Aim: Please recast the entries below as a Markdown table with two columns, No. and Entry Line, giving each line its row number and omitting any blank lines.

Data extract:
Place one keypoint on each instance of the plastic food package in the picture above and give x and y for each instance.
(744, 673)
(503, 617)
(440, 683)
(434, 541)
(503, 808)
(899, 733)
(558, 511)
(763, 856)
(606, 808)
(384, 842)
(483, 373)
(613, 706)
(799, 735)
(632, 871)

Solution for this problem:
| No. | Entry Line |
|---|---|
| 1 | Place one keypoint on each instance of the plastic food package in the picture above and give x and y for each instance. |
| 2 | (744, 673) |
| 3 | (503, 617) |
| 4 | (440, 683) |
| 5 | (434, 541) |
| 6 | (503, 808) |
| 7 | (899, 733) |
| 8 | (558, 511) |
| 9 | (763, 856) |
| 10 | (606, 808) |
| 11 | (384, 842) |
| 12 | (483, 373) |
| 13 | (613, 706) |
| 14 | (799, 735) |
| 15 | (632, 871) |